[Stored items from a collection]
_ _ _ _ _ _ _

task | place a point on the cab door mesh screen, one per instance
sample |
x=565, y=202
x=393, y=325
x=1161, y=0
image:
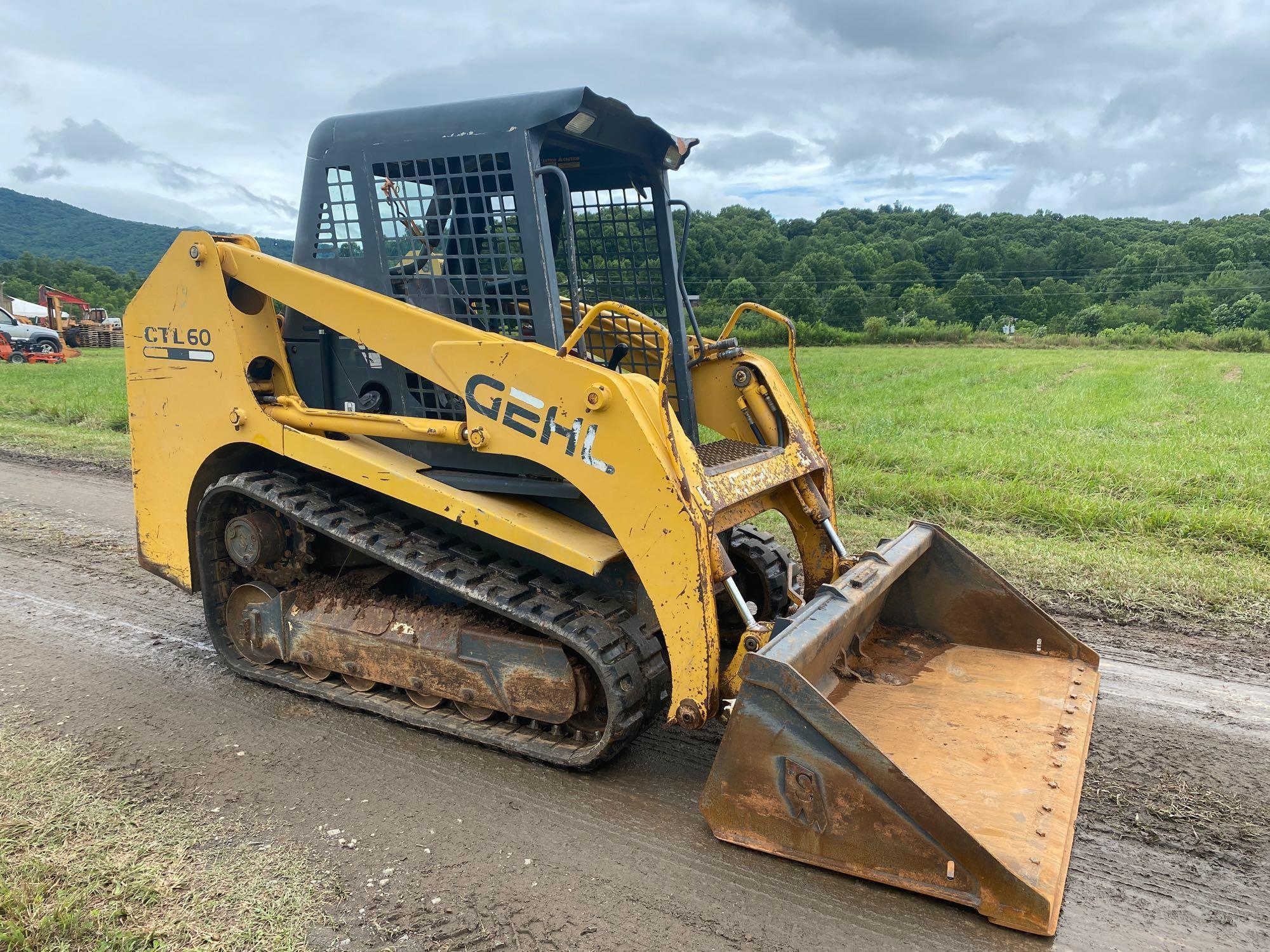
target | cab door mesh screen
x=453, y=239
x=619, y=260
x=453, y=246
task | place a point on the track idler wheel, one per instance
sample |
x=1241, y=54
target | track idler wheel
x=474, y=713
x=246, y=625
x=426, y=701
x=359, y=685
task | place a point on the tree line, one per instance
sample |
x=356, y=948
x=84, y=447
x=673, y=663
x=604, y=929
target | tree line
x=1041, y=274
x=96, y=284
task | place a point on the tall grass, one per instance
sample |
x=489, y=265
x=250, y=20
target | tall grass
x=86, y=392
x=77, y=409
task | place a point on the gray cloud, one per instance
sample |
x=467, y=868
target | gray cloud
x=90, y=143
x=1137, y=107
x=733, y=153
x=97, y=143
x=30, y=172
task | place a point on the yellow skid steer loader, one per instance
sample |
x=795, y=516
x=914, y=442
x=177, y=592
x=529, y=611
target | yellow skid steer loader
x=469, y=464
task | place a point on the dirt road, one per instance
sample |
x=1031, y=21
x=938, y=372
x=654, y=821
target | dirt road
x=451, y=847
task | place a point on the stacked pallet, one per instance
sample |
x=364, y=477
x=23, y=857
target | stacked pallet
x=100, y=337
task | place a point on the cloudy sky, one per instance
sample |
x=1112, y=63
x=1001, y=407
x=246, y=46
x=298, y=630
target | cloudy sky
x=195, y=114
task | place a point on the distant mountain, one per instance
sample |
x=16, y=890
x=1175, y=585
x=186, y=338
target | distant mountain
x=45, y=227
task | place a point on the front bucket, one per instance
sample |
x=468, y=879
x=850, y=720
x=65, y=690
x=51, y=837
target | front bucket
x=919, y=723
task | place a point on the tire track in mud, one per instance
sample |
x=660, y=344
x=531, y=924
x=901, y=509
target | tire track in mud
x=620, y=859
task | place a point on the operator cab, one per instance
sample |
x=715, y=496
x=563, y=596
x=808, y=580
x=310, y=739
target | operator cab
x=498, y=214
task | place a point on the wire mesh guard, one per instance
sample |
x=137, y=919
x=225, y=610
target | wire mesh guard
x=453, y=244
x=619, y=260
x=453, y=239
x=340, y=233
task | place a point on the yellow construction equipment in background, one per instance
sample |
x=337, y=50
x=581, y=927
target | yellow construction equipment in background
x=450, y=466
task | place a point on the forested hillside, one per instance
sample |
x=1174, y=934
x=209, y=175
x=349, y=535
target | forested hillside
x=1041, y=274
x=44, y=227
x=1067, y=275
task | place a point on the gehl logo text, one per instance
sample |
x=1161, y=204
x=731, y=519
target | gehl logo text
x=524, y=413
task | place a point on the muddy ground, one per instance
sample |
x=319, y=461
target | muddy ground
x=441, y=846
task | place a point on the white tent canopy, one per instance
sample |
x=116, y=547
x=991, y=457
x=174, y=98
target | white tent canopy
x=25, y=309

_ _ _ _ _ _ _

Set problem:
Render every line of the material above as a JSON list of strings, one string per line, with blank lines omitted. Exclude the pictures from the list.

Solution to the problem:
[
  "task | place a point on the cab door mesh screen, one per instance",
  "sample |",
  "x=565, y=202",
  "x=393, y=325",
  "x=1161, y=0",
  "image:",
  "target | cab door mesh screen",
  "x=453, y=239",
  "x=619, y=260",
  "x=453, y=246",
  "task | place a point on the track idler wheel, one per instance",
  "sample |",
  "x=1241, y=54",
  "target | track idler wheel",
  "x=474, y=713",
  "x=246, y=625",
  "x=426, y=701",
  "x=359, y=685",
  "task | place a point on the tree line, one per instance",
  "sample |",
  "x=356, y=948",
  "x=84, y=447",
  "x=673, y=663",
  "x=604, y=929",
  "target | tree line",
  "x=1041, y=274",
  "x=96, y=284",
  "task | place a point on the tall grass, one per instance",
  "sample |",
  "x=489, y=265",
  "x=250, y=20",
  "target | tall grass",
  "x=86, y=392",
  "x=77, y=409",
  "task | place a point on the gray cloud, one per instance",
  "sample |",
  "x=467, y=868",
  "target | gray cloud",
  "x=90, y=143",
  "x=1137, y=107",
  "x=733, y=153",
  "x=97, y=143",
  "x=30, y=172",
  "task | place a point on the yellow skid steer loader, one per instance",
  "sample |",
  "x=795, y=516",
  "x=914, y=442",
  "x=177, y=592",
  "x=529, y=611",
  "target | yellow skid steer loader",
  "x=469, y=464",
  "task | place a point on the dirt road, one per instance",
  "sample |",
  "x=1031, y=21",
  "x=938, y=372",
  "x=654, y=821",
  "target | dirt road",
  "x=451, y=847",
  "task | place a point on the stacked pallet, one per instance",
  "sample |",
  "x=364, y=477",
  "x=23, y=857",
  "target | stacked pallet",
  "x=100, y=337",
  "task | place a point on the cloudy sky, one per instance",
  "sample |",
  "x=1112, y=63",
  "x=1001, y=407",
  "x=246, y=46",
  "x=298, y=630",
  "target | cloudy sky",
  "x=195, y=114",
  "task | place a point on the distant mountain, one per instance",
  "sample |",
  "x=16, y=890",
  "x=1175, y=585",
  "x=186, y=338",
  "target | distant mountain",
  "x=45, y=227",
  "task | place a point on the front bucket, one per instance",
  "sample |",
  "x=468, y=879",
  "x=850, y=720",
  "x=65, y=690",
  "x=51, y=837",
  "target | front bucket",
  "x=919, y=723",
  "task | place a point on the tire track in mud, one per instance",
  "sample |",
  "x=660, y=344",
  "x=531, y=924",
  "x=901, y=509",
  "target | tire track in mud",
  "x=620, y=859",
  "task | place a point on the operator cab, one per instance",
  "sample |",
  "x=715, y=496",
  "x=563, y=596",
  "x=808, y=580",
  "x=310, y=739",
  "target | operator cab",
  "x=498, y=214",
  "task | place a point on the wire mesh guard, one per instance",
  "sample |",
  "x=137, y=919",
  "x=225, y=610",
  "target | wire mesh guard",
  "x=453, y=244",
  "x=619, y=260",
  "x=453, y=239",
  "x=340, y=233",
  "task | place a point on the yellow construction equipment in background, one per instance",
  "sample |",
  "x=337, y=50",
  "x=581, y=927",
  "target | yellow construction equipment in background",
  "x=450, y=466",
  "task | place a point on the forested hillside, one per instance",
  "sample |",
  "x=1174, y=934",
  "x=209, y=175",
  "x=349, y=535",
  "target | forested hillside",
  "x=1041, y=274",
  "x=44, y=227",
  "x=1067, y=275",
  "task | place a point on the gehl logo text, one per instance",
  "sample |",
  "x=1161, y=204",
  "x=731, y=519",
  "target | gehl logo text",
  "x=524, y=413",
  "task | place a point on the muddy ground, one per instance",
  "sample |",
  "x=319, y=461",
  "target | muddy ground",
  "x=441, y=846",
  "task | place a point on the white tent canopy, one per instance",
  "sample |",
  "x=116, y=547",
  "x=991, y=457",
  "x=174, y=98",
  "target | white tent canopy",
  "x=25, y=309"
]